_Dataset records_
··········

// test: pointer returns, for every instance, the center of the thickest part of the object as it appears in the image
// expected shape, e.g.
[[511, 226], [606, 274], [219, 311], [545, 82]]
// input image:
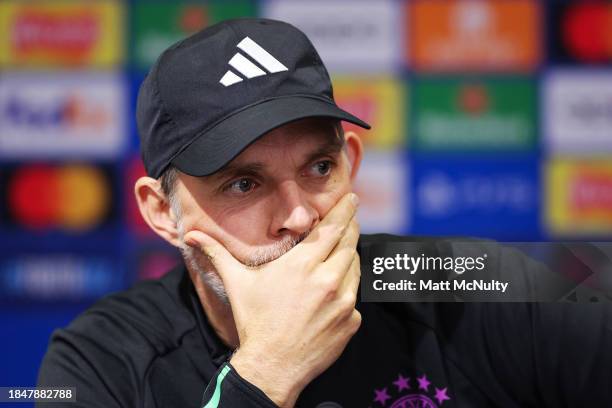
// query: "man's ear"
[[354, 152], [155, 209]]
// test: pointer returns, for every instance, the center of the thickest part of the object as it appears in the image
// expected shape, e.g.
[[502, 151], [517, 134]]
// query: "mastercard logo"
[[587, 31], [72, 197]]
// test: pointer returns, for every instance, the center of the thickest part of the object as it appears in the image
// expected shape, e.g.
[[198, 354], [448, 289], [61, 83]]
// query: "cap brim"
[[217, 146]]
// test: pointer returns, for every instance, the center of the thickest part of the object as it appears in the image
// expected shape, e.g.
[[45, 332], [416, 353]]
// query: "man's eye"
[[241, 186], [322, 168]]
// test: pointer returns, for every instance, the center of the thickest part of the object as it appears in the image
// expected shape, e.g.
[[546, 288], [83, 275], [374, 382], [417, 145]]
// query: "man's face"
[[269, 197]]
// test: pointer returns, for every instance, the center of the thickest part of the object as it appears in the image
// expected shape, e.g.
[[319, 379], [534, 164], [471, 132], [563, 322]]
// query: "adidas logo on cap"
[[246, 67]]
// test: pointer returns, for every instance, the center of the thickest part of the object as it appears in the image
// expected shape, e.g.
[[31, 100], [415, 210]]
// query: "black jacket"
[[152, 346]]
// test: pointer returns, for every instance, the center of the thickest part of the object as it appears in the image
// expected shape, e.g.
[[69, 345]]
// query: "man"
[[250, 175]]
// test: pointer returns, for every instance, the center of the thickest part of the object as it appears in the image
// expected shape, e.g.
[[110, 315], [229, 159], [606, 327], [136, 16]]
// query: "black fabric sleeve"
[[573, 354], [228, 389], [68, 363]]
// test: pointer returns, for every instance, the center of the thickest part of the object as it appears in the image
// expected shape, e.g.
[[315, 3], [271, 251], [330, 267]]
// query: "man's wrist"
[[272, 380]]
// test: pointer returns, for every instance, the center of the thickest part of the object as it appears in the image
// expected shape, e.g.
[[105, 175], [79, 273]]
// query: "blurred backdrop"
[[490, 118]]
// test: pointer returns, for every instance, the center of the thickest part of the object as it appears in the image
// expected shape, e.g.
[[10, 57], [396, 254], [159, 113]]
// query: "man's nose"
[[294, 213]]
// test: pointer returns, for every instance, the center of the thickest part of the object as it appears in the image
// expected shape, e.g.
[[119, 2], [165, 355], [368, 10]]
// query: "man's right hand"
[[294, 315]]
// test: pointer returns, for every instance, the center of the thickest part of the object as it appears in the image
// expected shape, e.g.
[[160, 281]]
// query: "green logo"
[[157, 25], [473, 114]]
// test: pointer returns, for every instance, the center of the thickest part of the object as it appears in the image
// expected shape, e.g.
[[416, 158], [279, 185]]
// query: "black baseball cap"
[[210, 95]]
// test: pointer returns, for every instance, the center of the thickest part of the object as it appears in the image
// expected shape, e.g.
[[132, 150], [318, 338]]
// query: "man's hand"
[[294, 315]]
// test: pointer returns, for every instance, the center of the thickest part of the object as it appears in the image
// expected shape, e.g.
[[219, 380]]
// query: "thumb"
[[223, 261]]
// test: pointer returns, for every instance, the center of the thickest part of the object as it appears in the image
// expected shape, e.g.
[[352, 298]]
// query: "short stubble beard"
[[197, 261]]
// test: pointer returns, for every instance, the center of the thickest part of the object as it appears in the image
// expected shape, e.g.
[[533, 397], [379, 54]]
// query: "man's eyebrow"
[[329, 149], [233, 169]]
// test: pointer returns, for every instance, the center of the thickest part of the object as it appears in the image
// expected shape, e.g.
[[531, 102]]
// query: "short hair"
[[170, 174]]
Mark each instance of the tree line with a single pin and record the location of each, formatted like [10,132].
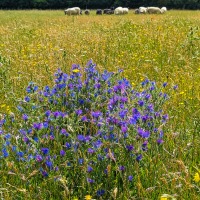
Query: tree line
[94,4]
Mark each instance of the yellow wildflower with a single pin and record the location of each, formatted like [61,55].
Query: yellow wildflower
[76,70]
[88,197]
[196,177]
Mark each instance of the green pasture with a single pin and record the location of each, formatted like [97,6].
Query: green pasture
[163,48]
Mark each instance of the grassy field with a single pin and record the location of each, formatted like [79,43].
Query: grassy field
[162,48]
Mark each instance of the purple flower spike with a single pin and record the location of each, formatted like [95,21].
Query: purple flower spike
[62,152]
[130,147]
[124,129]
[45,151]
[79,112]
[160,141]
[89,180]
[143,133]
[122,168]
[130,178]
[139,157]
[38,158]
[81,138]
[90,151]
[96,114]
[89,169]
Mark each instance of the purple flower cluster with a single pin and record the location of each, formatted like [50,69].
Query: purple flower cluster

··········

_Aim of the exercise_
Return the complete material exactly as given, excluding images.

_Exercise answer_
// test: pointer returns, for every instance, the center of the thickest part of the object as it appears in the image
// expected shape, e.g.
[[511, 226], [606, 274], [219, 311], [545, 82]]
// input image:
// query: "man's ear"
[[354, 152], [155, 209]]
// test: pointer returns, for every instance, the center of the thickest part of the object as it appears in the image
// expected shape, e.g.
[[502, 151], [517, 134]]
// query: "mastercard logo"
[[587, 31], [72, 197]]
// test: pointer returns, for every instance, the center of the thickest part of the object as it appears in the image
// expected shape, e.g.
[[198, 354], [448, 289], [61, 83]]
// query: "cap brim"
[[217, 146]]
// test: pointer returns, for every instance, the center of the thickest part of the object as it appears in the image
// expected shape, e.g.
[[45, 332], [416, 353]]
// query: "man's eye"
[[241, 186], [322, 168]]
// test: pointer returns, for every instance, the center of the thickest part of the object as it appears in the image
// expected shape, e.g.
[[546, 288], [83, 275], [374, 382], [417, 145]]
// query: "man's face"
[[269, 197]]
// test: pointer returns, for every instance, the center of the thickest part of the object as it appears in the image
// expected shape, e.g.
[[319, 379], [534, 164], [471, 132], [563, 322]]
// query: "adidas logo on cap"
[[246, 67]]
// test: pointer returns, for every instance, the center of the thickest part of the object as it appears in the image
// expected shape, e.g.
[[31, 100], [415, 210]]
// query: "black jacket"
[[152, 346]]
// test: pointer returns, for every instance, the center of the thickest part of the object as it appears in the image
// expected shape, e.g.
[[69, 345]]
// query: "man"
[[250, 175]]
// test: pointer returns, for every instance, the center of the thickest part of the object as it appears in the image
// expected shape, e.g.
[[110, 315], [229, 159], [606, 327], [136, 16]]
// query: "black fabric sleeve"
[[573, 354], [228, 389], [68, 363]]
// test: pointer returns, for every instance, the center of the thickest part of the object as it appears in the image
// expected shape, e.g.
[[315, 3], [271, 251], [330, 267]]
// query: "man's wrist"
[[272, 380]]
// test: pointer returns, for every instance, the center of the thickest part of the object as it appears in the image
// expected shape, e.g.
[[105, 175], [79, 273]]
// query: "blurred backdrop"
[[490, 118]]
// test: pointer returns, for every instance, the center of the thickest part of the object as it appears in the image
// expected shape, e.g.
[[10, 57], [396, 254], [159, 113]]
// query: "man's nose"
[[294, 213]]
// test: pointer returns, for every instance, the center of the thickest part of the object as it appears in the image
// expected shape, e.g.
[[119, 2], [165, 355], [368, 10]]
// query: "man's right hand"
[[294, 315]]
// test: pointer returns, for every instance, the center of the thickest part of the object as it appears in the image
// expected shape, e.g.
[[160, 281]]
// query: "green logo"
[[157, 25], [473, 114]]
// test: pointer returns, for every instance, the center of the thickest part of the object as it appears in the image
// expected shape, e.g.
[[416, 158], [279, 185]]
// query: "black baseball cap"
[[210, 95]]
// test: pointer returns, for every instance, the center of the thickest part of the object as it appears in the image
// expected shape, e.g.
[[132, 150], [318, 338]]
// query: "man's hand"
[[294, 315]]
// test: pointer returns, for every instance, the center of the thickest part of the object as it appears in the image
// expected shape, e.g.
[[219, 380]]
// query: "thumb"
[[223, 261]]
// test: pointer returns, for every instance, the center of the thickest part of the object as it appears in the image
// expected shape, e.g.
[[352, 298]]
// query: "short stubble beard"
[[197, 261]]
// test: pointer returns, for every instance, the center of the thickest part of the object as it appears in the image
// expected shape, e.g.
[[533, 397], [379, 54]]
// query: "man's eyebrow"
[[329, 149], [233, 169]]
// test: pointer returns, for every instance, the center of the thickest part of the object as it appears in the image
// expected shape, e.g.
[[531, 102]]
// query: "short hair"
[[170, 174]]
Mark each instance of the tree line with a single pin and record the location of each, formatted like [10,132].
Query: tree line
[94,4]
Mark each instance of the yellow wildflower with a single pin and record the location of each, formatted like [61,55].
Query: yellow wildflower
[76,70]
[88,197]
[196,177]
Mark each instance of the green pasture with a single pin and record the location of each, formatted like [97,6].
Query: green pasture
[163,48]
Mark each instance of the grassy field with a single pin and record the location of each, formatted like [79,43].
Query: grassy field
[162,48]
Mark each instance of the purple flower spike with a single pin and record the location of each, formatted like [95,21].
Query: purple flower spike
[62,152]
[130,147]
[124,129]
[45,151]
[79,112]
[160,141]
[89,180]
[143,133]
[122,168]
[130,178]
[139,157]
[38,158]
[81,138]
[90,151]
[96,114]
[89,169]
Mark each instance of the purple flower cluster with a single pin and record the location of each, formatted like [50,69].
Query: purple flower cluster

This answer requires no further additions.